* _Problem_:
Reproduce without change the lines in the material below that run from the one with "Each instance of the city" to the end, and nothing more.

* _Data supplied_:
= = = =

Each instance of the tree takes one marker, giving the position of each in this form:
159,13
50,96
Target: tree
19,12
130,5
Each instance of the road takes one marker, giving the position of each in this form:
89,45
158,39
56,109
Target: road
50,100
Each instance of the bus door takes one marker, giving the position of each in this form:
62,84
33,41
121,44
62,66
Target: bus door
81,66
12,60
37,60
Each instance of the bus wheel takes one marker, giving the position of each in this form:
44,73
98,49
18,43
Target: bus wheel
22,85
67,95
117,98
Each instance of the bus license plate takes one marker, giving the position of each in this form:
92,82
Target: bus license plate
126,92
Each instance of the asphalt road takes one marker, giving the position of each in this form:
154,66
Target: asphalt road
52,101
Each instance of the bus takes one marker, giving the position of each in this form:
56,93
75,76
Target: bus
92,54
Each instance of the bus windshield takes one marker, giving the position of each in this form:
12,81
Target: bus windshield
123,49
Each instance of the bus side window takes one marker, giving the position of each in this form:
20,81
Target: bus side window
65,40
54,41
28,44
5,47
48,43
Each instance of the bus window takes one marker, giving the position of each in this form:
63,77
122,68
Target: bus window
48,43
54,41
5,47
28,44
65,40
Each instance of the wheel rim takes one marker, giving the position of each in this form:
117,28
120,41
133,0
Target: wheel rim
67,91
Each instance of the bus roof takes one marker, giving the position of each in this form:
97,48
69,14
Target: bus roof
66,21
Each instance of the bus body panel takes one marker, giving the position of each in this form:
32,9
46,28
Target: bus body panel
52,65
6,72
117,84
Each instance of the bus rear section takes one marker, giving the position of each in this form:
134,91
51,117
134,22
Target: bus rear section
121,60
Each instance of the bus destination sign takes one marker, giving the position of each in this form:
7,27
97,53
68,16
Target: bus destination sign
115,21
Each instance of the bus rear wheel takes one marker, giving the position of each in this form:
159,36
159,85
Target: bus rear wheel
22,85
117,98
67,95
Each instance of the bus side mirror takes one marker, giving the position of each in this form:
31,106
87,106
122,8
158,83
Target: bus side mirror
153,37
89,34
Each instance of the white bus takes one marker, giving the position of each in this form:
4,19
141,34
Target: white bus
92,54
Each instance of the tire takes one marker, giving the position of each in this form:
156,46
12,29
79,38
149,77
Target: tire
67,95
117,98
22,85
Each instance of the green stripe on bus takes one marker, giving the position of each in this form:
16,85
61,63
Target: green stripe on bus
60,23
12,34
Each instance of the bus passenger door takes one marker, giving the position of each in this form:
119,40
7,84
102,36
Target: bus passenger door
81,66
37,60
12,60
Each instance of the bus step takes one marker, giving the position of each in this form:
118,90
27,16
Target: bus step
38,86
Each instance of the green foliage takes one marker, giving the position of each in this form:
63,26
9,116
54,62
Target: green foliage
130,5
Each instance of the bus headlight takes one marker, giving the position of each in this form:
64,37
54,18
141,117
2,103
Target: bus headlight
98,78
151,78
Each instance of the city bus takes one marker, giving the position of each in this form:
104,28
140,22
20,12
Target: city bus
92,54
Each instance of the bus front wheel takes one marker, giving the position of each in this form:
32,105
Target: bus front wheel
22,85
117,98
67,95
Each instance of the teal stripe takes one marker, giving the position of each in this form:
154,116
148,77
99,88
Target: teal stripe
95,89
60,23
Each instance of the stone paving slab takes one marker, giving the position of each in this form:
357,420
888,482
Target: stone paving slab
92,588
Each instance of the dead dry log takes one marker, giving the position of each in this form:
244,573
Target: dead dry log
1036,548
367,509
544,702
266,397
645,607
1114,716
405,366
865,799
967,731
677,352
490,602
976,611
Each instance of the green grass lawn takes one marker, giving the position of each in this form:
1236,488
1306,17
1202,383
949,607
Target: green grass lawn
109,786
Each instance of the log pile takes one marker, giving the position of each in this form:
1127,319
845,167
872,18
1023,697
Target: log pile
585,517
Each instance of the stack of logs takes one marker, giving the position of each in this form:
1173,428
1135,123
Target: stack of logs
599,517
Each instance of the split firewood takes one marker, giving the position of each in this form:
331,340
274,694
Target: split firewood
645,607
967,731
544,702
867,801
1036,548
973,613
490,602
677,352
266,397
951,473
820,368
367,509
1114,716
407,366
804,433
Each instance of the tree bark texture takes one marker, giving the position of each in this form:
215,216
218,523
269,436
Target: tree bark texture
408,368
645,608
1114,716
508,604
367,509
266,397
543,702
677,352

= = = =

* _Solution to the exercise_:
Each instance of the city bus takes one marker, giving the position of each in this form:
104,28
140,22
20,12
Target: city bus
92,54
Each instance of the bus front wheel takes one marker, giving the position of each in this form:
32,105
Target: bus front wheel
22,85
117,98
67,95
Each instance of the teal stripe takes one marker, giving the position of each in this form:
154,116
148,77
99,88
Target: teal stripe
95,89
60,23
Each instance of the stone paving slab takes one marker, giving the position of each in this form:
357,420
888,482
Target: stone paving slab
92,588
Each instance of the dead dry log takes one marker, giving the position of each in this form:
244,573
Target: dead dry log
1036,548
367,509
544,702
266,397
645,607
1114,716
405,366
865,799
967,731
677,352
490,602
976,611
Each instance of the green grass lawn takes one marker, giving the position of each in this form:
1236,488
1306,17
1202,383
949,607
Target: green grass lawn
109,786
Each instance of the log pile takes one marker, giving the position of each in this form:
1127,319
845,167
872,18
1023,697
Target: log pile
585,517
Each instance of the stack of logs takes one marker, giving the position of each in this form:
1173,428
1135,123
Target: stack of logs
599,517
Each instance of the split firewood takes one marker, giving the position of each in this form:
331,340
274,694
Target: split firewood
645,607
967,731
544,702
867,801
1036,548
973,613
490,602
677,352
266,397
951,473
820,368
367,509
1114,716
407,366
804,433
Each instance of the tree bark texture takes one marker, giving the position of each in this form:
215,216
218,523
269,436
Target: tree bark texture
408,368
645,608
1114,716
508,604
367,509
266,397
543,702
677,352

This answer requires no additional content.